# [TRECHO DO TEXTO]
☆ ☆ ☆

A Reforma Protestante, ciência e as universidade

Os frutos do substrato singular da fé cristã reformada

Muito se tem falado sobre a relação entre o saber científico e a Reforma Protestante no início do século XVI e como isso resultou nas modernas universidades. Mas, para entender a ciência e a educação nas universidades após o século XVI, e entendendo que o evento da Reforma foi o ponto fulcral nesse processo, devemos refletir um pouco como era antes do século XVI, antes de Lutero pregar suas 95 teses e com isso mudar todo o rumo da Europa e por tabela o mundo todo nos séculos que se seguiram.

Primeiramente devemos ter em mente que o conceito de universidade atual é atavicamente ligado ao conceito de desenvolvimento do conhecimento científico e seus avanços. Mas isso sempre foi assim? É necessário perguntar: como era esse desenvolvimento antes e por que a ciência moderna não se desenvolveu antes do século XVI, mesmo em povos como os árabes, os chineses e os gregos? A resposta não é simples, contudo podemos angariar algum auxílio em ao menos três pontos fundamentais:

A universidade não é uma evolução natural do pensamento e desenvolvimento das civilizações. A universidade, conforme relembram Pearcey e Thaxton, no excelente livro A Alma da Ciência, é uma instituição inventada. E por que é assim? Porque várias civilizações avançadas surgiram e desapareceram no decorrer da história sem desenvolverem uma filosofia científica. E esse é um ponto muito importante, pois o pensamento científico em termos de experimentação e formulação matemática só veio a surgir na Europa Ocidental, no fim do século XVI e em nenhuma outra era da história humana. Por mais estranho que pareça à primeira vista, a ciência, enquanto metodologia, não é algo natural para a humanidade. E aqui devemos ter o cuidado de não confundir com a curiosidade humana em entender como o mundo funciona: a curiosidade humana é algo natural; pensar, inquirir, buscar entender faz parte do padrão mental do homem criado à imagem e semelhança de Deus. Todavia, a ciência institucional, a metodologia científica não o é. Para efeito de ilustração, alguns princípios de química em termos de metalurgia, fabricação de vidros, tinturas, bebidas, etc, eram conhecidos desde o século V aC, mas somente em fins do século XVII é que ganhou roupagem realmente científica, e nunca antes.

☆ ☆ ☆

# [DADOS EXIBIDOS]
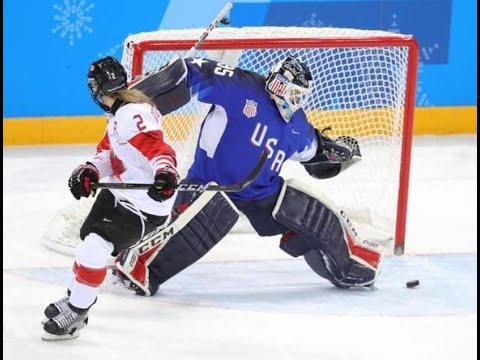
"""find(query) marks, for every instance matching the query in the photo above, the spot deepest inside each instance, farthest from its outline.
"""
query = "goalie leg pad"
(329, 239)
(163, 254)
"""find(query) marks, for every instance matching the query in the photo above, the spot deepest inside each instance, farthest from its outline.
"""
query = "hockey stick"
(195, 187)
(220, 18)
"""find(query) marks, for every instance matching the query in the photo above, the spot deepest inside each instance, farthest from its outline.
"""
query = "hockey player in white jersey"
(133, 149)
(249, 113)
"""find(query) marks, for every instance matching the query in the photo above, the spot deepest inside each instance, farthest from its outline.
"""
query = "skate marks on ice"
(447, 287)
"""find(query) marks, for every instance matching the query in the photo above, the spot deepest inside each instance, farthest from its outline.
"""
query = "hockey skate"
(55, 308)
(66, 325)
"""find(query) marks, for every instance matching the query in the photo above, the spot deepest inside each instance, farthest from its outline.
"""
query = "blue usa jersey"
(241, 123)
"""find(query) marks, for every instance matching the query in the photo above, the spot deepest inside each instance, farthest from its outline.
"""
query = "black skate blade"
(51, 337)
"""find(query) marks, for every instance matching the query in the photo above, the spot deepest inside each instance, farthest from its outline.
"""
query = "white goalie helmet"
(289, 84)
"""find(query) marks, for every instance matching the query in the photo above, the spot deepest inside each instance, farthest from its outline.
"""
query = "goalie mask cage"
(363, 86)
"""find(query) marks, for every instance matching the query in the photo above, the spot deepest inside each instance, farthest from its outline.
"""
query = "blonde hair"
(133, 96)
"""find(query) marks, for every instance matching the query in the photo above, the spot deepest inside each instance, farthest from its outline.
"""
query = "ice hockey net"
(364, 86)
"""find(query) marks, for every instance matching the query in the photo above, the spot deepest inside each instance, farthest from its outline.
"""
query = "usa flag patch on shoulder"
(250, 108)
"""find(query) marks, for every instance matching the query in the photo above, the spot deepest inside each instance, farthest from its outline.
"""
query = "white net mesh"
(360, 80)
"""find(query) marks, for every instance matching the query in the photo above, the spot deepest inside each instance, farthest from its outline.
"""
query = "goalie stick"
(195, 187)
(219, 19)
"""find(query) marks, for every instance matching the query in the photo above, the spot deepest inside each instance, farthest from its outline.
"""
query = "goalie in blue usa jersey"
(249, 113)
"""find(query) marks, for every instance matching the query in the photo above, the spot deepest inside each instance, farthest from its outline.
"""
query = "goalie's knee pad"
(328, 240)
(165, 252)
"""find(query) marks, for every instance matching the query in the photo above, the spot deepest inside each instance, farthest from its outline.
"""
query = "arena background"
(49, 44)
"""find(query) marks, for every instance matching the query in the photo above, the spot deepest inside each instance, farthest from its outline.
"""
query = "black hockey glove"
(81, 179)
(166, 181)
(333, 156)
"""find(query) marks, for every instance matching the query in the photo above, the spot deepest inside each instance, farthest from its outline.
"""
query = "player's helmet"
(105, 77)
(289, 85)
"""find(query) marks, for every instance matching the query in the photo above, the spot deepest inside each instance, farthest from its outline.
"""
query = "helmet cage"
(105, 77)
(289, 86)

☆ ☆ ☆

# [LISTA DE EXERCÍCIOS]
A) Transcreva o texto sobre a Reforma e a ciência começando em "Muito se tem" e prosseguindo até "que se seguiram.".
B) No texto sobre a Reforma e a ciência, em qual livro Pearcey e Thaxton lembram que a universidade é uma instituição inventada?
C) Dê sequência ao texto sobre a Reforma e a ciência a partir do ponto em que ele se encerra.
A listagem não tem relação com o texto sobre a Reforma e a ciência.

# [EXERCÍCIOS RESOLVIDOS]
A)
Muito se tem falado sobre a relação entre o saber científico e a Reforma Protestante no início do século XVI e como isso resultou nas modernas universidades. Mas, para entender a ciência e a educação nas universidades após o século XVI, e entendendo que o evento da Reforma foi o ponto fulcral nesse processo, devemos refletir um pouco como era antes do século XVI, antes de Lutero pregar suas 95 teses e com isso mudar todo o rumo da Europa e por tabela o mundo todo nos séculos que se seguiram.

B) A Alma da Ciência.

C)
Para que a ciência institucionalizada, metodologicamente precisa, possa surgir na história é preciso um substrato singular e específico para que isso possa se desenvolver. Esse substrato, como muitos filósofos da ciência têm atestado, é a fé cristã, especialmente a que se difundiu pela Reforma Protestante, iniciada por Lutero em 1517 ao afixar na porta da Igreja de Todos os Santos, em Wittenberg, Alemanha, as suas 95 teses. Sim, foi na Europa fortemente impregnada pela cosmovisão teísta cristã que a ciência pode surgir. Mesmo que muitos naquele século não vivessem a fé cristã de forma genuína, a cosmovisão vigente e abrangente era totalmente cristã e permeava a todos, do nobre ao camponês, do erudito ao ignorante. A estrutura intelectual do indivíduo à época, se fundamentava com a visão bíblica de mundo. Essa cosmovisão faria toda a diferença para a institucionalização da ciência. Por exemplo, culturas mais avançadas como China e os arábios, apesar de grandes descobertas e avanços tecnológicos à época, não tinham o substrato necessário para desenvolver a ciência moderna ou mesmo sequer iniciar uma revolução científica. Esta depende de alguns caros pressupostos acerca do mundo natural, que somente a cosmovisão bíblica fora capaz de imprimir nas mentes e corações. Que pressupostos são esses? Há vários, cito três: 

  1. A realidade concreta da natureza. Parece óbvio para nós em pleno século XXI, afirmar que a natureza que nos cerca é real, tangível, concreta, no entanto, no passado, civilizações cujas cosmovisões eram dominadas pelo panteísmo e idealismo ensinavam que as coisas eram manifestações ou simulacros da divindade. No fim das contas defendiam que a realidade era um certo tipo de ilusão. E muitos desses sistemas de pensamento estão em voga até hoje. O hinduísmo apregoa que o mundo material é dominado pelo conceito do maya (uma ilusão) e todos vivem imersos em um mundo que é apenas um simulacro vago e ilusório. Nesse pensamento, o iluminado é quem percebe essa ilusão e alcança uma compreensão divina da realidade maior (a trilogia Matrix bebe nessa fonte). O problema desse sistema de pensamento é óbvio: se você desacredita da materialidade do mundo, como desenvolver uma metodologia verdadeiramente científica, que parte do pressuposto que a matéria é real? A doutrina cristã, redescoberta pelos reformadores, por outro lado, ensina que o mundo material é criação de Deus. É concreto, e não uma emanação ou manifestação divina. É real, não ilusório, passível de estudo e experimentação.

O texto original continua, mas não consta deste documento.